### SOURCE DATA:
___

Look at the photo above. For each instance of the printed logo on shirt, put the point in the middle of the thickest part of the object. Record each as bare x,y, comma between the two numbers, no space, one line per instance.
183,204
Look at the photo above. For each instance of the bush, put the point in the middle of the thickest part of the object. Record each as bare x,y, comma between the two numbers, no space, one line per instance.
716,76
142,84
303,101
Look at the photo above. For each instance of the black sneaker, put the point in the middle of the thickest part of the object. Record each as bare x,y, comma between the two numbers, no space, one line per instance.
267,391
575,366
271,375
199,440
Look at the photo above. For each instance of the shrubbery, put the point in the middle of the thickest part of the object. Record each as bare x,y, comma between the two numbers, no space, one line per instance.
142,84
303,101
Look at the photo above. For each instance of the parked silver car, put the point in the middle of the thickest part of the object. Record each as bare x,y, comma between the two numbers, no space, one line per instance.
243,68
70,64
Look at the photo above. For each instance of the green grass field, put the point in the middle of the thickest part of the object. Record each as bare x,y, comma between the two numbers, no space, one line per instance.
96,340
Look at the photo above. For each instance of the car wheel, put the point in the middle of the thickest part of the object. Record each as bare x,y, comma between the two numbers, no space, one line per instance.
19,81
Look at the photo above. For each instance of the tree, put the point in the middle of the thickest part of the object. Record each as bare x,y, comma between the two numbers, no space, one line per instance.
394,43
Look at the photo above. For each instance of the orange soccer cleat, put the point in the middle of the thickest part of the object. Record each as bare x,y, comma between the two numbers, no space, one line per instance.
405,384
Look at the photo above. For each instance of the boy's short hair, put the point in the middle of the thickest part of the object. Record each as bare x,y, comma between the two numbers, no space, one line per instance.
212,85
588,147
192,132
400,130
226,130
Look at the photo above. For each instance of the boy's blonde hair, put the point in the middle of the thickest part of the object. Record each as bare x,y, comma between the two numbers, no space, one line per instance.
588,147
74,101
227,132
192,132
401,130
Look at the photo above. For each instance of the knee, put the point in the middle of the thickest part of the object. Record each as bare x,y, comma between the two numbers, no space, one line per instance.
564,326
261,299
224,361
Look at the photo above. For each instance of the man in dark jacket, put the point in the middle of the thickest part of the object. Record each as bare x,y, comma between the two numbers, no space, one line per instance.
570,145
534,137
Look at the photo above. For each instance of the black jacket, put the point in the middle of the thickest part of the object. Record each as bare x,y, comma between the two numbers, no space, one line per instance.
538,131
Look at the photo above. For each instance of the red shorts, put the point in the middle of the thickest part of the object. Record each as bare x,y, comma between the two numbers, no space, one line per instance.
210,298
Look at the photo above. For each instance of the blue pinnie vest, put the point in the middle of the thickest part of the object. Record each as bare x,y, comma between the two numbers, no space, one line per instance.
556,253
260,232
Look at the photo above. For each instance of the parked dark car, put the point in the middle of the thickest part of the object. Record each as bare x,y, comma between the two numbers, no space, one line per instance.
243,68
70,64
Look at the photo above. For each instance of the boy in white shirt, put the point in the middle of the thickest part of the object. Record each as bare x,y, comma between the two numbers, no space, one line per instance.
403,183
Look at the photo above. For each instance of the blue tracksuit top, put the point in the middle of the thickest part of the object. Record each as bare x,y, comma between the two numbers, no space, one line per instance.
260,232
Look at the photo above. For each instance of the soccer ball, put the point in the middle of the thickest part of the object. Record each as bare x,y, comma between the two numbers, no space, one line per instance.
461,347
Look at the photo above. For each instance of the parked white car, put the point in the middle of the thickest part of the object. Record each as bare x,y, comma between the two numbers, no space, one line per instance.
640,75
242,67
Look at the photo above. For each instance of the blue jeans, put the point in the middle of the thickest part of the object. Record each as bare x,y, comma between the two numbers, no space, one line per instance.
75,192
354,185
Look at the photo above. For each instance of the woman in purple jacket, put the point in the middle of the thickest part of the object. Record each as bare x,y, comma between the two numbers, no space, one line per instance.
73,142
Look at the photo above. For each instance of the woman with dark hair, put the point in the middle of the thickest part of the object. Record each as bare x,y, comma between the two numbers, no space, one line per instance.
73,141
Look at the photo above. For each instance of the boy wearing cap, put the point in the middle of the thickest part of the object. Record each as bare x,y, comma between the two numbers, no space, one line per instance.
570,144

___

Put every line of the listing above into a numbered list, omitting any blank lines.

1. Look at the photo above. For each instance of the printed logo on shirt, put the point in the middle of the thickest part of the object. Record each as bare x,y, comma between the two numbers, no space, one line per instance.
2. 183,204
3. Look at the photo above. For each instance of the bush, put the point in the middle of the thickest part of the object. Record each as bare x,y, comma between the two numbers, no space, one line per instance.
4. 716,76
5. 142,84
6. 303,101
7. Look at the photo above. For each instance of the black sneaker, put the point in the middle of the thickest part of the object. Record each as bare x,y, comma between the two numbers, no space, one line per instance.
8. 267,391
9. 575,366
10. 271,375
11. 199,440
12. Look at the photo above. For each instance of the shrubbery, put the point in the middle of the thickest part of the object. Record each as bare x,y, comma between the two numbers, no space, one line per instance.
13. 142,84
14. 303,101
15. Look at the photo above. For each instance of the parked silver car, put the point in the middle of the thickest part of the object. Record each as bare x,y, comma between the two numbers, no space, one line per instance.
16. 243,68
17. 70,64
18. Look at the photo above. For each instance of the green grass field, put the point in the middle of the thickest part of the object. Record each as bare x,y, comma between the two numbers, no space, one line per instance.
19. 96,340
20. Look at the photo above. For each instance of the car wheel, put the point in the middle of the thickest part of the object. Record each as bare x,y, comma between the two numbers, no space, one line per instance.
21. 19,81
22. Look at the photo above. For each instance of the tree, put the point in the middle of the thickest part of the object. Record each as bare x,y, comma between the two numbers, no space, one line per instance.
23. 394,43
24. Look at the photo above. For each instance of the orange soccer cleat, put the point in the middle of the thickest part of the object. Record each as bare x,y, comma between the two numbers, no space, one line per instance.
25. 405,384
26. Look at the photo above. For each instance of the boy's short hair, put the point in the middle of the thickest part of the object. Record each as bare x,y, comma between the two numbers, no space, one line per instance.
27. 212,85
28. 588,147
29. 192,132
30. 400,130
31. 226,130
32. Look at the photo above. For each instance of the boy's blonde hair, put the point in the middle of the thickest part of the object. Record each as bare x,y, comma between the two numbers, no space, one line per instance.
33. 588,147
34. 74,101
35. 227,132
36. 192,132
37. 401,130
38. Look at the photo above. For each instance of the knee, put the point in the middle of the thickest part of the object. Record each as bare x,y, comma between the two numbers, no space, one line per instance.
39. 564,326
40. 261,299
41. 224,361
42. Look at the photo above. For each instance of the man in dark jacket, put the point in the middle of the thickest part of the object. Record each as bare x,y, comma between the two numbers, no space, one line per instance.
43. 570,145
44. 534,137
45. Look at the photo above. For each instance of the black jacket, put the point in the middle of the thickest part of the object. Record each as bare x,y, comma between the two numbers, no space, one line per instance.
46. 538,131
47. Look at the photo above. For each instance of the red shorts, put the point in the middle of the thickest part of the object. Record each as bare x,y, comma between the two numbers, no space, one line per instance.
48. 210,298
49. Look at the photo above. For each instance of the blue pinnie vest, put the point in the middle of the thickest part of the object. Record each as bare x,y, comma between the two numbers, no space, one line per instance.
50. 556,253
51. 260,232
52. Look at the photo above. For each instance of the parked dark car, put the point in the middle of the thickest part of the object. Record each as bare x,y, comma between the two numbers, no space, one line per instance.
53. 243,68
54. 70,64
55. Look at the photo above. For each instance of the boy in white shirt, put the point in the middle of the thickest part of the object. Record each as bare x,y, comma between the two numbers, no space, one line per instance.
56. 403,183
57. Look at the photo above. For each instance of the blue tracksuit top, put the point in the middle of the thickest part of the object. Record each as bare x,y, comma between the two numbers, no space, one line per instance.
58. 260,232
59. Look at the photo above. For each instance of the soccer ball, put the point in the middle of the thickest part of the object. Record each as bare x,y, comma between the two numbers, no space, one line per instance.
60. 461,347
61. Look at the photo above. For each instance of the parked white car, put the point in the middle of the thickest part of the object. Record each as bare x,y, comma between the two numbers, no space, one line per instance.
62. 640,75
63. 242,67
64. Look at the photo above. For each instance of the blue jeans, put the point in the middle of the thickest part of the object. Record each as bare x,y, comma between the two numbers, no space, one line per instance.
65. 75,192
66. 354,185
67. Look at the photo above. For each instance of the woman in purple jacket, put the point in the middle of the thickest part of the object. Record each as bare x,y, comma between the two numbers, no space, one line per instance.
68. 73,142
69. Look at the photo above. For each instance of the woman with dark hair, put the point in the middle of the thickest part of the object. Record each as bare x,y, comma between the two numbers, no space, one line per instance.
70. 73,141
71. Look at the photo above. For each instance of the boy wearing cap, put the point in the middle of the thickest part of the object. Record each as bare x,y, comma between the two numbers, no space, one line per instance.
72. 570,144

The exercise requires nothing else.